TRAVAIL DEMANDÉ
Recopiez mot pour mot, en entier, l'extrait ci-dessous sur le tissage dans la poésie.

EXTRAIT RETENU
Source : Tisser un chant, d'Homère à Euripide / Assaël Jacqueline.In: Gaia, revue interdisciplinaire sur la Grèce Archaïque, numéro 6, 2002. pp. 145-168.
L'article de Marie-France Gineste, Poétique du tissage féminin : quelques figures de tisseuses dans la poésie latine, d'Ovide à Sidoine Apollinaire, suit les métamorphoses de la figure de la tisseuse dans la poésie latine, notamment celle d'Arachné, en s'ancrant dans les représentations grecques.
Citons encore l'étude suivante de Pietro Pucci, Entre mythe et poésie : le tissage du chant de Pénélope, publiée en 2000 dans Revue de l'histoire des religions (tome 217, n°2, pp. 279-292) :
L'originalité de ce livre est d'avoir mis en rapport la poétique odysséenne avec la mythologie du tissage : éclairée par ce contexte, Pénélope tisserande devient un faux-semblant de vierge au seuil du mariage. Ce rôle symbolique, qui s'accorde avec la sollicitation des prétendants, crée une série d'effets importants qui renouvellent et enrichissent l'interprétation de l'activité de Pénélope. Dans le sillage de cette thèse, l'auteur de l'article s'interroge sur le tissage comme métaphore de la composition du poème, sur le rapport des prétendants au rituel sacrificiel et sur la gloire d'Ulysse.
Au Moyen-âge, la chanson de toile, poème lyrique médiéval du nord de la France, doit son nom au thème central qui présente une haute dame occupée à des travaux de couture et soucieuse de l'amour de son beau chevalier. On ne connaît qu'une vingtaine de textes datant du début du XIIIe siècle. Edmond Faral les recense dans son étude Les chansons de toile ou chansons d'histoire (In: Romania, tome 69 n°276, 1946). Citons ainsi la chanson de toile "Bele Aiglentine en roial chamberine" insérée dans l'oeuvre plus large du roman de Jean Renart Guillaume de Dole ( début du XIIIe siècle) :
"Bele Aiglantine en roial chamberine
Devant sa dame cousoit une chemise,
Ainc n'en sot mot quant bone amor l'atise".

ENTRÉES FOURNIES
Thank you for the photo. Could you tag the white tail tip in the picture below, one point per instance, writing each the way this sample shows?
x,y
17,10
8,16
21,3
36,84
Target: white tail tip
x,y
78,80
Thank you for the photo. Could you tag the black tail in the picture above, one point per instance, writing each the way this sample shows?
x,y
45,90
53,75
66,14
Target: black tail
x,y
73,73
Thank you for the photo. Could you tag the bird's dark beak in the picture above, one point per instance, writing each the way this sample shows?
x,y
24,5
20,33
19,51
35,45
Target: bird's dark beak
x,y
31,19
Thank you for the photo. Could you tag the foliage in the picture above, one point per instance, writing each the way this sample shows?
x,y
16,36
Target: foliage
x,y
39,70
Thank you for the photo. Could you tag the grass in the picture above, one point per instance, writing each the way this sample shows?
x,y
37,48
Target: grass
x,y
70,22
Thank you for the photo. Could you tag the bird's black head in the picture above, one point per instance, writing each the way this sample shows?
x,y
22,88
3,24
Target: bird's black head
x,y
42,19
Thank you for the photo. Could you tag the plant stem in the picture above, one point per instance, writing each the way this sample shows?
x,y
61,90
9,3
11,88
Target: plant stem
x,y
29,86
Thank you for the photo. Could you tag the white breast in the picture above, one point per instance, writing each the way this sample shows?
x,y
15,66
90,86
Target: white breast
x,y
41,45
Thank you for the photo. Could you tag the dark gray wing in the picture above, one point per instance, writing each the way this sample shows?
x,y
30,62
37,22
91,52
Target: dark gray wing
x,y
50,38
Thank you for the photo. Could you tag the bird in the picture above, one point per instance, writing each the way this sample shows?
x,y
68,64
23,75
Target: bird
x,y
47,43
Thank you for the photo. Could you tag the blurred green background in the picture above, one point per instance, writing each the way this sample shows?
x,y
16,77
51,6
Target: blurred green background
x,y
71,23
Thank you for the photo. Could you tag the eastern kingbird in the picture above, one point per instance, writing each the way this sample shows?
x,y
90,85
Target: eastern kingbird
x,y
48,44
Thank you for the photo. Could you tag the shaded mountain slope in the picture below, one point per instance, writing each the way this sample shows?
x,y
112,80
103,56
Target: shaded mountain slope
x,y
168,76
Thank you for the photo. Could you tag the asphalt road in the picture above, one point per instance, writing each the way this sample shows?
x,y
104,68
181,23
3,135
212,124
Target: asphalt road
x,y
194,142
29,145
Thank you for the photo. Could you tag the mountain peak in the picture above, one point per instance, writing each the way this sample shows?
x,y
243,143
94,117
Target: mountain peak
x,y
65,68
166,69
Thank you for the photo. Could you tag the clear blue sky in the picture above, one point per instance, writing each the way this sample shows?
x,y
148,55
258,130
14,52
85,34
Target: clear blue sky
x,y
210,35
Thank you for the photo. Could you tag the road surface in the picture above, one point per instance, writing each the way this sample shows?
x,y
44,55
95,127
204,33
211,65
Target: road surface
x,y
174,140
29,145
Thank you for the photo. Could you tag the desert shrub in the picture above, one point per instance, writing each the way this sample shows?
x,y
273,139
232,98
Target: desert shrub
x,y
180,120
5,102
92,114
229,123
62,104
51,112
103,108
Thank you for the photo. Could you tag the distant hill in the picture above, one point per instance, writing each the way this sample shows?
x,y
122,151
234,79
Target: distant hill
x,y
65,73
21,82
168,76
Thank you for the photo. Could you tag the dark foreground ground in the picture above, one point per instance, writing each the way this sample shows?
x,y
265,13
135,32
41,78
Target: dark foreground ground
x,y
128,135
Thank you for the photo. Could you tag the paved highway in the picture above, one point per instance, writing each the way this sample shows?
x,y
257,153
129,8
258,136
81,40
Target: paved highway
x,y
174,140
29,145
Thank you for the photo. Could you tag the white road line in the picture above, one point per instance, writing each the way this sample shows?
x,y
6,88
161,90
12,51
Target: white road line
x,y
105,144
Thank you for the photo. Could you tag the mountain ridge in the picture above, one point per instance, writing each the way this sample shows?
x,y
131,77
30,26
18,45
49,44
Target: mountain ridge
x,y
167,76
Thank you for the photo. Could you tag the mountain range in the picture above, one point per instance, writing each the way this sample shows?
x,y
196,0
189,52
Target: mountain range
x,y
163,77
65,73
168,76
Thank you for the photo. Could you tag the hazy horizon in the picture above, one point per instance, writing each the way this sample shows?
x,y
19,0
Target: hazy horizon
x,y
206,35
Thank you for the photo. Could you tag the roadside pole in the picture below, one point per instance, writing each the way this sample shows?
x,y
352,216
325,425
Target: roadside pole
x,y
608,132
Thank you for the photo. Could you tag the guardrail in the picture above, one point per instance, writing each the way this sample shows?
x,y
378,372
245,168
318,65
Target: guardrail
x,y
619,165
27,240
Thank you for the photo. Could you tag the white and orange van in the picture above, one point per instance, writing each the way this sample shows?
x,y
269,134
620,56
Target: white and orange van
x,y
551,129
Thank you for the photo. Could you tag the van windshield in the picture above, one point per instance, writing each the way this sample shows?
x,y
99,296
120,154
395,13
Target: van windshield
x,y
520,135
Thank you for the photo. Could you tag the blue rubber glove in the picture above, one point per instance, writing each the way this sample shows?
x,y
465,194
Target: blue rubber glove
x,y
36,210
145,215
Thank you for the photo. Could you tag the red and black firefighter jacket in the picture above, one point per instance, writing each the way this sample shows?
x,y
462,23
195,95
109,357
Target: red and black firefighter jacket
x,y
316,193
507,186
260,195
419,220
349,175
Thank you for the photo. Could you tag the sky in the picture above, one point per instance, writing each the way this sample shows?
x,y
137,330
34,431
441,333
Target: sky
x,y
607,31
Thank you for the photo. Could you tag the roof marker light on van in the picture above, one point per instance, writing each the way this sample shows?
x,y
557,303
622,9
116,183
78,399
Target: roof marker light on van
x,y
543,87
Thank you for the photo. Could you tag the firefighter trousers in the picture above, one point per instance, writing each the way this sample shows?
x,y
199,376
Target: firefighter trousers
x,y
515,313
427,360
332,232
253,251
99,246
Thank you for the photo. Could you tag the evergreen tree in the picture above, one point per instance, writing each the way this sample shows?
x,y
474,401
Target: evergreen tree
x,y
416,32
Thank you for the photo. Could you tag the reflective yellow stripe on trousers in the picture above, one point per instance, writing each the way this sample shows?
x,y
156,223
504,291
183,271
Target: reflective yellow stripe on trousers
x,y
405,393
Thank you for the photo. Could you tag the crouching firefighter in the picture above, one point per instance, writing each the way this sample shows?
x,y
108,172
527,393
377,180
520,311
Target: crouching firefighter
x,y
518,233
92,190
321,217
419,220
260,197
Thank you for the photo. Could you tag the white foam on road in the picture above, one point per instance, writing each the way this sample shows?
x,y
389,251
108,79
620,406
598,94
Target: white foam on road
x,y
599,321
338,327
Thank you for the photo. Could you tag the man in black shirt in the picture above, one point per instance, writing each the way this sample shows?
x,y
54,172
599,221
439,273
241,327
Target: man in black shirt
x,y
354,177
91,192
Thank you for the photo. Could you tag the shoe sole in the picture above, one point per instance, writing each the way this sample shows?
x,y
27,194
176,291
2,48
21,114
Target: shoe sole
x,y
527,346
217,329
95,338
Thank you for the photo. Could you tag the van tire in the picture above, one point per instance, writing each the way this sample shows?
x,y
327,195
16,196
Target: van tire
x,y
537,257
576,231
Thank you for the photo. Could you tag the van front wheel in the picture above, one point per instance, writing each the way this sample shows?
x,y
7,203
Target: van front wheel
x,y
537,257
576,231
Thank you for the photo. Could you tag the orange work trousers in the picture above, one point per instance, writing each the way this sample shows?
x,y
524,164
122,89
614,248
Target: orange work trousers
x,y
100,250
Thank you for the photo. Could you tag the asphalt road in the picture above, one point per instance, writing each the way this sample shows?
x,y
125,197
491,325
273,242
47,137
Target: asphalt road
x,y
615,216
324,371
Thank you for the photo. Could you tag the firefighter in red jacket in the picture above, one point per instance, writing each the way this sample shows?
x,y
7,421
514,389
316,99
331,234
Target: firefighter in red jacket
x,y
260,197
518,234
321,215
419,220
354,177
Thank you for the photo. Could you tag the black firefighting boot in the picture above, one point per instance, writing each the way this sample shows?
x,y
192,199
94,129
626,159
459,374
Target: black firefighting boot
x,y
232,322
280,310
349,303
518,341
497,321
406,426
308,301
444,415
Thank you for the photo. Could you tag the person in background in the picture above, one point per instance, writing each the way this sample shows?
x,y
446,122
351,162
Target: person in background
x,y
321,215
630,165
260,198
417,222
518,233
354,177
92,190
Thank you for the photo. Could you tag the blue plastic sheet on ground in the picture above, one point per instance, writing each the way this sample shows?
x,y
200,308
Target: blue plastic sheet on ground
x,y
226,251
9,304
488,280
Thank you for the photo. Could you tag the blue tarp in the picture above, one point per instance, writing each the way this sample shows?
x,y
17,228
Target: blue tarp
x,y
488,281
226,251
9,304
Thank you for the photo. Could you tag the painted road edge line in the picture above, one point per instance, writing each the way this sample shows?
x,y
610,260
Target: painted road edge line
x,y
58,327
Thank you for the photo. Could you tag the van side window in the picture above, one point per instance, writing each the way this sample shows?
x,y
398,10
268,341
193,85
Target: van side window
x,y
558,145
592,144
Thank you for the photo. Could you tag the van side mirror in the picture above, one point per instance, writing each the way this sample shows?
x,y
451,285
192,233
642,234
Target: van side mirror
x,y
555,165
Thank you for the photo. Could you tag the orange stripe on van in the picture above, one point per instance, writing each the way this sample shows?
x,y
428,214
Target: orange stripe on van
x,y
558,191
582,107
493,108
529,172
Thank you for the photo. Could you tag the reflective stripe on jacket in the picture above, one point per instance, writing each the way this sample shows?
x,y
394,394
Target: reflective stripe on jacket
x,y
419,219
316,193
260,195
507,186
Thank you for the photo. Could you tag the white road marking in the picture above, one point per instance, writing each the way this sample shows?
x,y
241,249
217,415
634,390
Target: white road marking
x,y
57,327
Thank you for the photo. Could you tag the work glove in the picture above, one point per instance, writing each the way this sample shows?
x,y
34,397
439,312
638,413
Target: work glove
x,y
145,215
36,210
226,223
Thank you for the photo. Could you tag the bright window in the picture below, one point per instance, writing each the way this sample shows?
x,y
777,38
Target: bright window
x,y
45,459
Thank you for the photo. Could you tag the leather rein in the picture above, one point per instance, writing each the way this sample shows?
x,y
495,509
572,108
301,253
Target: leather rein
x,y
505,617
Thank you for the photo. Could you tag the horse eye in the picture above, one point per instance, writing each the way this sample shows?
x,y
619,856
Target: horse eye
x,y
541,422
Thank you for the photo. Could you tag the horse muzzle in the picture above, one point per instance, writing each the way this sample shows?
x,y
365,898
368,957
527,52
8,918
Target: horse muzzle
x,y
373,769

RÉSULTAT OBTENU
Source : Tisser un chant, d'Homère à Euripide / Assaël Jacqueline.In: Gaia, revue interdisciplinaire sur la Grèce Archaïque, numéro 6, 2002. pp. 145-168.
L'article de Marie-France Gineste, Poétique du tissage féminin : quelques figures de tisseuses dans la poésie latine, d'Ovide à Sidoine Apollinaire, suit les métamorphoses de la figure de la tisseuse dans la poésie latine, notamment celle d'Arachné, en s'ancrant dans les représentations grecques.
Citons encore l'étude suivante de Pietro Pucci, Entre mythe et poésie : le tissage du chant de Pénélope, publiée en 2000 dans Revue de l'histoire des religions (tome 217, n°2, pp. 279-292) :
L'originalité de ce livre est d'avoir mis en rapport la poétique odysséenne avec la mythologie du tissage : éclairée par ce contexte, Pénélope tisserande devient un faux-semblant de vierge au seuil du mariage. Ce rôle symbolique, qui s'accorde avec la sollicitation des prétendants, crée une série d'effets importants qui renouvellent et enrichissent l'interprétation de l'activité de Pénélope. Dans le sillage de cette thèse, l'auteur de l'article s'interroge sur le tissage comme métaphore de la composition du poème, sur le rapport des prétendants au rituel sacrificiel et sur la gloire d'Ulysse.
Au Moyen-âge, la chanson de toile, poème lyrique médiéval du nord de la France, doit son nom au thème central qui présente une haute dame occupée à des travaux de couture et soucieuse de l'amour de son beau chevalier. On ne connaît qu'une vingtaine de textes datant du début du XIIIe siècle. Edmond Faral les recense dans son étude Les chansons de toile ou chansons d'histoire (In: Romania, tome 69 n°276, 1946). Citons ainsi la chanson de toile "Bele Aiglentine en roial chamberine" insérée dans l'oeuvre plus large du roman de Jean Renart Guillaume de Dole ( début du XIIIe siècle) :
"Bele Aiglantine en roial chamberine
Devant sa dame cousoit une chemise,
Ainc n'en sot mot quant bone amor l'atise".